Excerpts from a point labeling dataset:
++++++++++

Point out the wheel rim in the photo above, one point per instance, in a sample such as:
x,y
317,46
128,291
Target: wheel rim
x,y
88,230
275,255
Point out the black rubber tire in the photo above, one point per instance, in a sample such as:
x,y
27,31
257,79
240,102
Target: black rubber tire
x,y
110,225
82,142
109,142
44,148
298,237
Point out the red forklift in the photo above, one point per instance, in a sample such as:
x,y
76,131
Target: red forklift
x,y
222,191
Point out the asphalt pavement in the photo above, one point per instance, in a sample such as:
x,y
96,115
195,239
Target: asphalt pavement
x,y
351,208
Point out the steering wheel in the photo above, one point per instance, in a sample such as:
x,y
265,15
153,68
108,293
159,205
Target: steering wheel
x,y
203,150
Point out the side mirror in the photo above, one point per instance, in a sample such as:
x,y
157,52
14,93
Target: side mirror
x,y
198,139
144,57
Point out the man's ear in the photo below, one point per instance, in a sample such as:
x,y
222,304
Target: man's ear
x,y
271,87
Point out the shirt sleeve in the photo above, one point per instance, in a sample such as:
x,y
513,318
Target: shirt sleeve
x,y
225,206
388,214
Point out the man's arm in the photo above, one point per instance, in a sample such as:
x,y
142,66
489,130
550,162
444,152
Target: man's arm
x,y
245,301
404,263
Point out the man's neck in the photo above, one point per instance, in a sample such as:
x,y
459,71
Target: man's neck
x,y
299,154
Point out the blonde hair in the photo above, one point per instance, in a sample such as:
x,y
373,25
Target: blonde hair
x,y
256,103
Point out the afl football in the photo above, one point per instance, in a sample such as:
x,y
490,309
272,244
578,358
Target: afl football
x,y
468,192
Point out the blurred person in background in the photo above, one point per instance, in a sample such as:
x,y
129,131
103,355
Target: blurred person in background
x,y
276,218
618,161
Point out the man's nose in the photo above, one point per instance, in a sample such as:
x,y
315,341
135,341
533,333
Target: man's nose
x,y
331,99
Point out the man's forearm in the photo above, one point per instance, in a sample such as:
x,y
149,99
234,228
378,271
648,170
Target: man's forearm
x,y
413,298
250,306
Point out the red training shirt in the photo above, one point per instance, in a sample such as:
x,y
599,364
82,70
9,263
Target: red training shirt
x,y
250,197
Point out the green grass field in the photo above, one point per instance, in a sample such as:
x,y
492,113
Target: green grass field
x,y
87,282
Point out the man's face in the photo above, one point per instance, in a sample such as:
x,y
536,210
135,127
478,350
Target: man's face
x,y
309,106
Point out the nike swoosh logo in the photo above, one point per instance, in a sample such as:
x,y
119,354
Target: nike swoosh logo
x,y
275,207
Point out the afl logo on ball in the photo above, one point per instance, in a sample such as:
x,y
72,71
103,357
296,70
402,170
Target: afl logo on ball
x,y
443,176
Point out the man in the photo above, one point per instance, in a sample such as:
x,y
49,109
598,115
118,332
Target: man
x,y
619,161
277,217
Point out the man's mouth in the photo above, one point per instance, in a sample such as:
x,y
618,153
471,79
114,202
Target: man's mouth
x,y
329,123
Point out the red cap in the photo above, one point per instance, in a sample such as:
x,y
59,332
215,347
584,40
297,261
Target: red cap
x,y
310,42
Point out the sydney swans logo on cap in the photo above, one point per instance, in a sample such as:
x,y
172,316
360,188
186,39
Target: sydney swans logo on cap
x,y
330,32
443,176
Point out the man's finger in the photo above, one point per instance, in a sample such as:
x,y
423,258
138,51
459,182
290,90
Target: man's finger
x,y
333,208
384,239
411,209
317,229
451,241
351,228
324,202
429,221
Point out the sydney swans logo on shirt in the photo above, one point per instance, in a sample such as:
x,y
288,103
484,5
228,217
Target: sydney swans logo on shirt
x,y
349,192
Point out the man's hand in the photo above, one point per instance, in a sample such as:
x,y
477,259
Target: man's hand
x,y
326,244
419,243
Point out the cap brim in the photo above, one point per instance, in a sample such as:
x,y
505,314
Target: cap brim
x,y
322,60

++++++++++

Could you repeat all of the material above verbatim, line for line?

Point out the wheel rim in the photo above, one point per instance, in a sample such as:
x,y
317,46
128,291
Target: wheel rim
x,y
88,230
275,255
Point out the black rubber tire in the photo above, one point per instance, in a sample such as:
x,y
27,31
257,79
240,102
Target: black rubber tire
x,y
110,225
82,142
109,142
44,148
298,237
Point out the red forklift in the photo above, one point per instance, in a sample such as:
x,y
76,131
Target: red forklift
x,y
222,191
Point out the asphalt pavement in the photo above, one point per instance, in a sample such as:
x,y
96,115
195,239
Target: asphalt pavement
x,y
351,208
Point out the steering wheel in the photo above, one point per instance, in a sample such as:
x,y
265,15
153,68
108,293
159,205
Target: steering wheel
x,y
203,150
Point out the side mirror in the photo above, one point per instance, in a sample such as:
x,y
157,52
14,93
Target: side mirror
x,y
198,139
144,57
Point out the man's ear in the photo below, one point per instance, in a sample such as:
x,y
222,304
Target: man's ear
x,y
271,87
Point out the shirt sleeve in the photo above, one point per instance, in a sample such as:
x,y
513,318
Target: shirt sleeve
x,y
225,206
388,214
Point out the man's arm in the photo above, one point per instance, in a sample such as:
x,y
142,66
489,130
550,162
444,152
Target: man's arm
x,y
245,301
404,263
Point out the man's neck in the photo above, one point per instance, in a sample such as:
x,y
459,71
Target: man's neck
x,y
299,154
Point out the blonde hair in the photo above, one point per instance, in a sample such as:
x,y
373,25
Target: blonde hair
x,y
256,103
Point out the afl football in the photo above, one point per instance, in a sample such as:
x,y
490,309
272,244
578,358
Target: afl football
x,y
468,192
Point out the blurred person in background in the photo above, one point per instance, in a sample such as:
x,y
129,131
103,355
Target: blurred person in background
x,y
276,218
618,161
Point out the man's nose in the photo above, one point per instance, in a sample such as:
x,y
315,341
135,341
533,333
Target: man's nose
x,y
331,99
Point out the man's forearm in the photo above, one point per instance, in a sample such as:
x,y
149,99
234,228
378,271
648,170
Target: man's forearm
x,y
413,298
250,306
Point out the red training shirt in the photo above, one point per instance, in a sample such as:
x,y
599,364
82,70
9,263
Target: red training shirt
x,y
250,197
Point out the green grass field in the photo above, one point per instance, in a sample such as:
x,y
492,113
Target: green grass field
x,y
87,282
Point out the man's face in the photo above, one point per instance, in a sample such as:
x,y
536,210
135,127
478,350
Target: man's face
x,y
309,106
Point out the nike swoosh logo in the photo above, one point per instance, in a sample such as:
x,y
119,354
Target: nike swoosh logo
x,y
275,207
Point out the afl logo on ball in the photo above, one point per instance, in a sample such as:
x,y
72,71
103,357
296,70
402,170
Target: afl logo on ball
x,y
443,176
Point out the man in the photo above, one point per instance, in a sample such as:
x,y
49,109
598,115
118,332
Target: man
x,y
619,161
277,217
Point out the man's mouth in the photo above, one point per instance, in a sample such as:
x,y
618,153
471,79
114,202
Target: man's mouth
x,y
329,123
Point out the red cap in the photo above, one point per instance, in a sample such as:
x,y
59,332
215,347
584,40
297,261
Target: red cap
x,y
310,42
Point out the sydney swans logo on cap in the photo above, one point per instance, in a sample such as:
x,y
172,316
360,188
186,39
Target: sydney swans logo on cap
x,y
330,32
443,176
Point out the man's finger in the photo above, one point per instance, in a sample such as:
x,y
423,258
138,51
459,182
290,90
Target: man's finger
x,y
333,208
384,239
411,209
317,229
451,241
351,228
324,202
429,221
Point out the sydney swans logo on shirt in the photo above, one point per instance, in a sample such as:
x,y
288,103
484,5
228,217
Target: sydney swans logo on shirt
x,y
349,192
Point out the man's hand in the photo above, one point per instance, in a sample such as:
x,y
477,259
Target: man's hand
x,y
326,244
419,243
Point out the cap brim in the photo above, one point per instance, in a sample such as:
x,y
505,314
Target: cap brim
x,y
322,60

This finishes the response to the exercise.